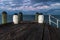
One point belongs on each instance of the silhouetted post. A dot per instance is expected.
(36, 17)
(41, 18)
(20, 16)
(15, 18)
(4, 17)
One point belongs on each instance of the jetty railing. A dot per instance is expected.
(51, 21)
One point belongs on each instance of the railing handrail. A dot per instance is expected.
(50, 20)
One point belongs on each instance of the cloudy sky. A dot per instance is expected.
(29, 5)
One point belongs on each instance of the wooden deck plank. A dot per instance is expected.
(32, 31)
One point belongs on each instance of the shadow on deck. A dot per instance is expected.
(28, 31)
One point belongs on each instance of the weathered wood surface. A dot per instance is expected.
(28, 31)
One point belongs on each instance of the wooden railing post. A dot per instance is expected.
(15, 18)
(20, 16)
(4, 17)
(49, 20)
(36, 17)
(57, 23)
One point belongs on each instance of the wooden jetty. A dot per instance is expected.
(28, 31)
(25, 30)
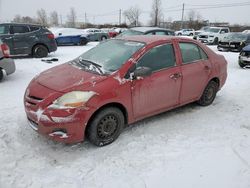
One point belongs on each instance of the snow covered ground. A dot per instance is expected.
(189, 147)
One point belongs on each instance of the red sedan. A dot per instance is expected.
(119, 82)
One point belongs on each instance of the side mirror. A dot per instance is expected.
(142, 72)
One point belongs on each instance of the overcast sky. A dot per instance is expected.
(100, 11)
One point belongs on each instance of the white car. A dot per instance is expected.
(213, 35)
(185, 32)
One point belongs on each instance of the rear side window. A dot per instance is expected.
(34, 28)
(158, 58)
(3, 30)
(19, 29)
(191, 52)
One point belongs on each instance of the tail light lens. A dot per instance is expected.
(5, 49)
(51, 36)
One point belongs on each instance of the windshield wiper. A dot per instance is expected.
(97, 67)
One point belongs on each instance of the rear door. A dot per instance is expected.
(161, 89)
(21, 39)
(6, 37)
(196, 70)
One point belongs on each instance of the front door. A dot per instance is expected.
(21, 39)
(161, 89)
(195, 71)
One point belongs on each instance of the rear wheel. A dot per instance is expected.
(209, 94)
(1, 74)
(106, 126)
(40, 51)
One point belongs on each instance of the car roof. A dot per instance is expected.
(144, 29)
(152, 39)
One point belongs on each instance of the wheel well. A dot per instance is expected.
(216, 80)
(37, 45)
(116, 105)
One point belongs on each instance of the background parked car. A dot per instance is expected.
(147, 31)
(213, 35)
(70, 36)
(95, 34)
(203, 29)
(244, 57)
(26, 39)
(105, 89)
(234, 42)
(185, 32)
(6, 64)
(111, 32)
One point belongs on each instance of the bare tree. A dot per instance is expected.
(42, 17)
(156, 13)
(54, 19)
(132, 14)
(23, 19)
(72, 18)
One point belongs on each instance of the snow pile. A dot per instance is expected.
(192, 146)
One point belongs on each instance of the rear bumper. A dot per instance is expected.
(8, 65)
(52, 46)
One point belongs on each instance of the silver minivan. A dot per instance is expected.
(7, 65)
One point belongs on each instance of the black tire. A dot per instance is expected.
(106, 126)
(208, 94)
(40, 51)
(216, 41)
(1, 74)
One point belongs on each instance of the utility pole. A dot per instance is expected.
(61, 19)
(120, 16)
(182, 16)
(85, 18)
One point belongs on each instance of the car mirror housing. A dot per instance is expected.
(142, 72)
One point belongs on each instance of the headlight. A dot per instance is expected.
(72, 99)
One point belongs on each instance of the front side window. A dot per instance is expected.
(112, 54)
(191, 52)
(19, 29)
(3, 30)
(158, 58)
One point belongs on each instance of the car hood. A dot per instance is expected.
(66, 77)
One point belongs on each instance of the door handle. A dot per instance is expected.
(207, 67)
(175, 76)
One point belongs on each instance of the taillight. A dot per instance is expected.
(51, 36)
(5, 49)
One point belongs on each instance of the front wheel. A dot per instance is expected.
(106, 126)
(208, 94)
(40, 51)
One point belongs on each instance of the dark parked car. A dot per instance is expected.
(6, 64)
(147, 31)
(26, 39)
(70, 36)
(234, 42)
(119, 82)
(244, 57)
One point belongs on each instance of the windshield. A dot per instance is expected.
(236, 36)
(213, 30)
(110, 55)
(130, 32)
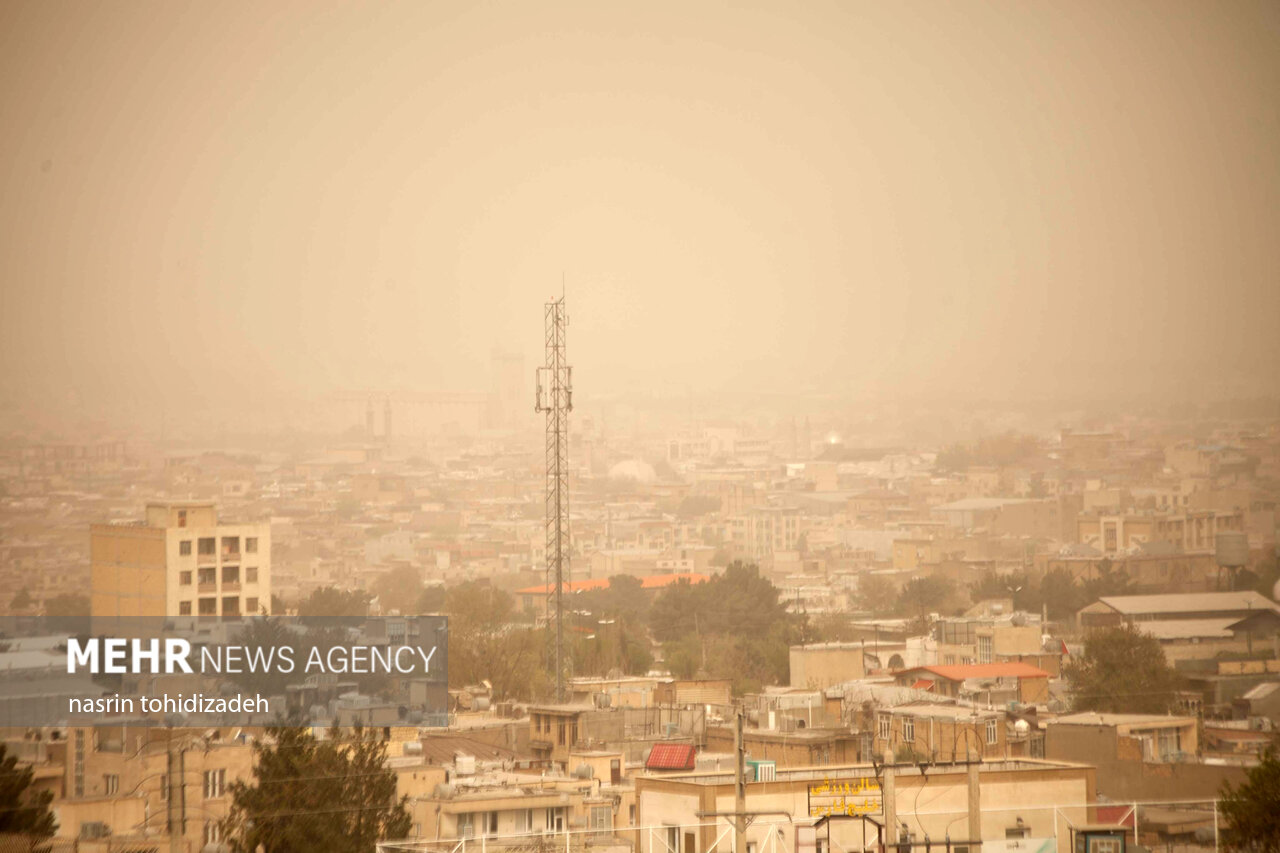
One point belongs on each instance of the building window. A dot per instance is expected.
━━━━━━━━━━━━━━━━
*What needs to be done*.
Please reproduce every line of the listing above word for word, leaving out the pictures.

*Completed task*.
One point belongs on each instance of the silhouetted post. A dot per instance is expected.
(36, 17)
(41, 18)
(20, 16)
(15, 18)
(4, 17)
One point belongs on each instance of the jetty railing. A dot per instance is expected.
(51, 21)
One point belongs on each instance of the railing handrail. A dot per instance is expected.
(50, 20)
One point belongs on each instance of the cloudy sky. A dot per instance is expected.
(29, 5)
One point belongs on each instance of the wooden deck plank. A dot per instance is expected.
(32, 31)
One point belongs on each instance of the shadow on deck. A dot per instance is expected.
(28, 31)
One point belongs on each instance of the weathered wood surface. A dot per instance is expected.
(28, 31)
One point belongs on each instance of the wooden railing post. A dot per instance is expected.
(15, 18)
(20, 16)
(4, 17)
(49, 20)
(36, 17)
(57, 23)
One point belongs on each instance of the wooden jetty. A dot per instance is expected.
(28, 31)
(25, 30)
One point belongs on each instance of the snow covered ground. A dot per instance is expected.
(189, 147)
One point belongs on each instance of the red sedan. A dot per instance is expected.
(119, 82)
One point belongs on each instance of the side mirror. A dot per instance is expected.
(142, 72)
One point belongs on each instance of the overcast sky. A dot per instance is expected.
(100, 11)
One point belongs on each instance of the white car. A dot per instance is expected.
(213, 35)
(185, 32)
One point belongs on each instance of the rear side window. A dot per instance is expected.
(34, 28)
(158, 58)
(3, 30)
(19, 29)
(191, 52)
One point belongs on each instance of the tail light lens. A dot per instance is expected.
(5, 49)
(51, 36)
One point belongs on each instance of the windshield wiper. A dot per instance is expected.
(97, 67)
One point belongs on each instance of the rear door. A dot per instance is expected.
(161, 89)
(21, 39)
(6, 37)
(196, 70)
One point belongs on each instance of the front door. A dot per instance is expected.
(21, 39)
(161, 89)
(195, 71)
One point belongs on each instance of the rear wheel. A dot per instance is expected.
(209, 94)
(1, 74)
(106, 126)
(40, 51)
One point belongs on each instance of the car roof. A dot per instance is expected.
(144, 29)
(152, 39)
One point belongs on each instance of the wheel well. A dot per instance is expected.
(216, 80)
(37, 45)
(116, 105)
One point belongs on each instance of the background parked car. A dot per instance is expected.
(147, 31)
(213, 35)
(70, 36)
(95, 34)
(203, 29)
(244, 57)
(26, 39)
(105, 89)
(234, 42)
(185, 32)
(6, 64)
(111, 32)
One point belongs on each instance of the bare tree. A dot per instance is expected.
(42, 17)
(156, 13)
(54, 19)
(132, 14)
(23, 19)
(72, 18)
One point belongs on each instance of the snow pile. A dot per instance is expected.
(192, 146)
One point belongs on each instance of the rear bumper. A dot per instance is expected.
(8, 65)
(52, 46)
One point belongs on each instance of the silver minivan. A dot per instance is expected.
(7, 65)
One point belongs on each instance of the black tire. A dot per instance is expected.
(106, 126)
(208, 94)
(40, 51)
(216, 41)
(1, 74)
One point belongs on each instance of the utility pole. A dot per instance is expected.
(61, 19)
(120, 16)
(182, 16)
(85, 18)
One point belongs on each instance of the car mirror housing. A dot per instance is expected.
(142, 72)
One point belongs on each instance of the headlight. A dot per instance is expected.
(72, 99)
One point belongs on each instance of the front side window. A dot per instance is expected.
(112, 54)
(191, 52)
(19, 29)
(3, 30)
(158, 58)
One point belongs on each instance of the car hood. A dot per instance is expected.
(66, 77)
One point belongs on each instance of the door handle. A dot per instance is expected.
(207, 67)
(175, 76)
One point belongs on each instance of the taillight. A dot per instance is expected.
(51, 36)
(5, 49)
One point belongs on each instance of the front wheel. A dot per instance is expected.
(106, 126)
(208, 94)
(40, 51)
One point belongs on each instance of the dark parked car. A dot per instance is expected.
(6, 64)
(147, 31)
(26, 39)
(70, 36)
(234, 42)
(119, 82)
(244, 57)
One point belongs on each instance of the windshield. A dot per instance is expected.
(236, 36)
(213, 30)
(110, 55)
(130, 32)
One point belongs on each instance of the building window. A dot per instance is expected.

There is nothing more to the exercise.